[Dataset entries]
• • • • •
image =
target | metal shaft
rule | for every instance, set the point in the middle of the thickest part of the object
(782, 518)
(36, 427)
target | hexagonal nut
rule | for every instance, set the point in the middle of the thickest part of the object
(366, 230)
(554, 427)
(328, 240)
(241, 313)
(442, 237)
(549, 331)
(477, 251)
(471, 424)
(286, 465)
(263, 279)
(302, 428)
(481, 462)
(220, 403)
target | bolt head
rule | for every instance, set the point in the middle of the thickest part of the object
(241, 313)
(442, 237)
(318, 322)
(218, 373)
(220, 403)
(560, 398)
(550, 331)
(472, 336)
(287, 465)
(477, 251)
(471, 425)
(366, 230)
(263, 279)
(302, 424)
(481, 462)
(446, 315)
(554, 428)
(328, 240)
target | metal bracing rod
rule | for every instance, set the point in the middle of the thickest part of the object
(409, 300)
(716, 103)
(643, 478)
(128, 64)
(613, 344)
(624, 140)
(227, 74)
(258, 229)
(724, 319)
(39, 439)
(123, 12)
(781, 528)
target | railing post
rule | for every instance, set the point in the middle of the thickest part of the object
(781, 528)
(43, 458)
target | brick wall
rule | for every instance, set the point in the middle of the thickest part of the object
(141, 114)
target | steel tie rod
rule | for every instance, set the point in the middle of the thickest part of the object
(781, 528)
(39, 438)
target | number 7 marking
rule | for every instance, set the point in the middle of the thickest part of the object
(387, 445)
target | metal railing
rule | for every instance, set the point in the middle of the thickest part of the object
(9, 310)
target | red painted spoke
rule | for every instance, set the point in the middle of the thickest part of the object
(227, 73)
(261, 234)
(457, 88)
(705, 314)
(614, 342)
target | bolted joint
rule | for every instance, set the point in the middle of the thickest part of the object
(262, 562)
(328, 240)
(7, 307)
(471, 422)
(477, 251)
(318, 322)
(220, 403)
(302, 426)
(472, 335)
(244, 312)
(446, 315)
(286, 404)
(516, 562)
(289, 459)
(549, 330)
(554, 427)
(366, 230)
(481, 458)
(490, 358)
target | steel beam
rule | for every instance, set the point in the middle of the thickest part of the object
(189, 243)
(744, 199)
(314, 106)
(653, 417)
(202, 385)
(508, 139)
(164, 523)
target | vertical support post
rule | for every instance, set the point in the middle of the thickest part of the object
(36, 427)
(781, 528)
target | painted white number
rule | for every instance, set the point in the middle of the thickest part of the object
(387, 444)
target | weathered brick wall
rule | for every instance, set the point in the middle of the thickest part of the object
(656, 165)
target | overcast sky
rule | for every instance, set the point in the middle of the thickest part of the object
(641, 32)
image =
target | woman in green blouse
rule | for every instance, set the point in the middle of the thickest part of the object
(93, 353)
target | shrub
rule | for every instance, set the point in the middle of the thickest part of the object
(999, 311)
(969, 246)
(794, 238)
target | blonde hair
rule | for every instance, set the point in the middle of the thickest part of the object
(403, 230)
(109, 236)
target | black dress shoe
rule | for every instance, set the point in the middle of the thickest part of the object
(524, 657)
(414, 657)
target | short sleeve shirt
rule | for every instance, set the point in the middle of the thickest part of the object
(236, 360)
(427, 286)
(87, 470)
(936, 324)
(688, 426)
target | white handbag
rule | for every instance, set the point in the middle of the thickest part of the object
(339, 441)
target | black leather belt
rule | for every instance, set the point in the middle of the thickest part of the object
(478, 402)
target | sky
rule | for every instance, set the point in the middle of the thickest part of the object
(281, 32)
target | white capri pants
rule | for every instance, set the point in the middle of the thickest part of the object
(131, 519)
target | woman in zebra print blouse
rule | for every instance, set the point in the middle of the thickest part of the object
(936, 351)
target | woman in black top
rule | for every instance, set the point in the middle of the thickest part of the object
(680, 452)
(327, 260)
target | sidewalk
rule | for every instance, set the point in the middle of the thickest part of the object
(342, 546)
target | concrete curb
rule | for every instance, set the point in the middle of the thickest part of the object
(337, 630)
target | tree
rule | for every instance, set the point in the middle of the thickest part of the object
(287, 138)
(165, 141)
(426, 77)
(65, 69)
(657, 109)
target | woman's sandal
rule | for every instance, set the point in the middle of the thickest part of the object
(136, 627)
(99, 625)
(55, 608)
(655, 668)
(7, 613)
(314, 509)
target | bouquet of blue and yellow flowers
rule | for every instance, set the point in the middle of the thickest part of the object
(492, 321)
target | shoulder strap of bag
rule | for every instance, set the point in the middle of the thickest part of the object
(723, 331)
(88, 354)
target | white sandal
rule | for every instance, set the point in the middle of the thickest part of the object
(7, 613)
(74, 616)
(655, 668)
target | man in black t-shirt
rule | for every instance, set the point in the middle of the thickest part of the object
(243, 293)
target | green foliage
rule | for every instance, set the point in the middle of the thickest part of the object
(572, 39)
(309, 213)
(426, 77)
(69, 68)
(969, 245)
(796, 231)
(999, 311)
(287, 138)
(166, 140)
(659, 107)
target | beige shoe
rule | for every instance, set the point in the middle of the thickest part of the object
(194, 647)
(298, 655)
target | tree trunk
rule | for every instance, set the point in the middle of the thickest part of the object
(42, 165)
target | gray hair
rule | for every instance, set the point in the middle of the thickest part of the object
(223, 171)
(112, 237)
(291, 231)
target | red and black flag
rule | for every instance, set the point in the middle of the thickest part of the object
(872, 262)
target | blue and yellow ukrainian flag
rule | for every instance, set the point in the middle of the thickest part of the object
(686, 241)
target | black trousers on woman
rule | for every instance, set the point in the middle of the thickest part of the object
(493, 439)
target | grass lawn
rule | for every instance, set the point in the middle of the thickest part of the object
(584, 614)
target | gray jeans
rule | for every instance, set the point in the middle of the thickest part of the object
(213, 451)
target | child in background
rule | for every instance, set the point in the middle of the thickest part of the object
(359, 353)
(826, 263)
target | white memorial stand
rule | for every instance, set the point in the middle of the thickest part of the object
• • • • •
Give an exact repetition of all the material.

EXERCISE SOLUTION:
image =
target | metal shaft
rule | for every instance, set the point in the middle of the thickest part of the object
(782, 518)
(36, 427)
target | hexagonal nut
rule | for every instance, set the point in the middle of the thickest part of the object
(366, 230)
(554, 427)
(328, 240)
(241, 313)
(442, 237)
(549, 331)
(477, 251)
(471, 424)
(286, 465)
(263, 279)
(302, 428)
(481, 462)
(220, 403)
target | bolt head
rule | for every instance, set the point in the middle of the thickest part of the object
(241, 313)
(442, 237)
(318, 322)
(218, 373)
(220, 403)
(560, 398)
(550, 331)
(472, 336)
(287, 465)
(477, 251)
(471, 425)
(366, 230)
(263, 279)
(302, 424)
(481, 462)
(446, 315)
(554, 428)
(328, 240)
target | metal bracing rod
rule | for every instance, set the point in the middle of the thickest part of the object
(409, 300)
(716, 103)
(643, 478)
(128, 64)
(613, 344)
(624, 140)
(227, 74)
(258, 229)
(724, 319)
(39, 439)
(123, 12)
(781, 528)
target | railing post
rule | for every instance, set the point in the middle of the thickest part of the object
(781, 528)
(43, 458)
target | brick wall
rule | for every instance, set the point in the middle of the thickest part of the object
(141, 114)
target | steel tie rod
rule | for every instance, set the point in the middle of the thickest part of the object
(781, 528)
(39, 438)
target | number 7 marking
rule | for every instance, set the point in the middle of the thickest part of the object
(387, 445)
target | metal railing
rule | for every instance, set the point in the middle of the thickest part of the object
(9, 310)
target | red painted spoke
rule | for every instance, set the point in the middle of the thickest part of the object
(227, 73)
(261, 234)
(457, 88)
(705, 314)
(614, 342)
target | bolted joint
rule | for every instance, set the point in the middle of the thickest part of the object
(262, 562)
(328, 240)
(7, 307)
(471, 422)
(477, 251)
(318, 322)
(220, 403)
(302, 426)
(472, 335)
(244, 312)
(446, 315)
(286, 404)
(516, 562)
(289, 459)
(549, 330)
(554, 427)
(366, 230)
(481, 458)
(490, 358)
target | steel beam
rule | for every instance, set the point in the middle of the thickest part of the object
(189, 243)
(744, 199)
(314, 106)
(653, 417)
(202, 385)
(508, 139)
(164, 523)
target | vertical support post
rule | for every instance, set the point in the middle of the thickest part of the object
(36, 427)
(781, 528)
target | painted white number
rule | for every instance, set the point in the middle of the thickest part of the object
(387, 444)
target | weathered brick wall
rule | for every instance, set the point in the middle of the thickest part of the object
(656, 165)
target | overcast sky
rule | for every instance, set the point in the middle of the thickest part of the object
(641, 32)
image =
target | woman in green blouse
rule | for every instance, set the point in the middle of the thickest part of the object
(93, 353)
target | shrub
rule | for every instance, set the point in the middle of the thickest part of the object
(999, 311)
(969, 246)
(794, 238)
target | blonde hair
rule | for every instance, set the point in the middle of the thickest part of the object
(403, 230)
(109, 236)
target | black dress shoe
rule | for every instance, set the point in the middle of the thickest part of the object
(524, 657)
(414, 657)
target | short sleeve shirt
rule | for every instance, set the point in the middle of the thickest part of the object
(236, 360)
(427, 286)
(87, 470)
(936, 324)
(688, 426)
target | white handbag
rule | for every instance, set the point in the middle of the thickest part of the object
(339, 441)
target | black leather belt
rule | for every instance, set the point in the middle of the thickest part of the object
(478, 402)
target | sky
rule | for every instance, set the point in the middle of the thickest part of the object
(281, 32)
target | white capri pants
rule | for every instance, set the point in the middle of the thickest part of the object
(131, 519)
target | woman in zebra print blouse
rule | for every instance, set the point in the middle of the thickest part of the object
(936, 351)
target | woman in black top
rule | for every instance, set the point in the middle of the thickest part of the object
(680, 452)
(327, 260)
target | sidewalk
rule | for every instance, set the point in the middle of the thickest part of the object
(342, 546)
target | concrete curb
rule | for every instance, set the point in the middle of the thickest part of the object
(337, 630)
target | tree
rule | for every instance, set the point in the middle of the thickest part of the object
(287, 138)
(165, 141)
(426, 77)
(65, 69)
(657, 109)
target | woman's sandal
rule | for every instance, set the point in the middle of the thickest part of the object
(136, 627)
(99, 625)
(55, 608)
(655, 668)
(7, 613)
(314, 509)
target | bouquet of blue and yellow flowers
rule | for every instance, set the point in the middle of the thickest part of the object
(492, 321)
target | shoulder strap of bag
rule | for every instance, set the point in the middle of the thickest part of the object
(723, 331)
(88, 354)
target | white sandal
rule | for every instance, set the point in the middle of the thickest part of the object
(7, 613)
(74, 616)
(655, 668)
target | man in black t-shirt
rule | for every instance, set the point in the middle of the thickest part of the object
(243, 293)
target | green foliage
rule | for every instance, set the point in the middle of the thickest part of the object
(572, 39)
(309, 213)
(426, 77)
(69, 68)
(969, 245)
(796, 231)
(999, 311)
(287, 138)
(166, 140)
(659, 107)
target | beige shoe
rule | for every instance, set the point in the middle of the thickest part of the object
(194, 647)
(298, 655)
target | tree trunk
rule | for every instance, set the point in the middle of the thickest part of the object
(42, 165)
target | gray hair
rule | for every instance, set the point in the middle of the thickest part of the object
(223, 171)
(112, 237)
(291, 231)
target | red and black flag
rule | for every instance, set the point in the middle of the thickest part of the object
(872, 262)
target | blue and yellow ukrainian flag
rule | for every instance, set the point in the middle of the thickest part of the object
(686, 241)
target | black trousers on woman
rule | for every instance, set the point in the middle of the thickest part of the object
(493, 439)
target | grass lawn
rule | for every instance, set the point in the middle of the thickest part of the object
(584, 614)
target | gray jeans
rule | for every instance, set the point in the middle of the thickest part of the object
(213, 451)
target | child in background
rule | for every instance, set the point in the middle of the thickest part of the object
(359, 353)
(826, 263)
target | white memorial stand
rule | for every instance, set the point in the middle of the thickest part of the object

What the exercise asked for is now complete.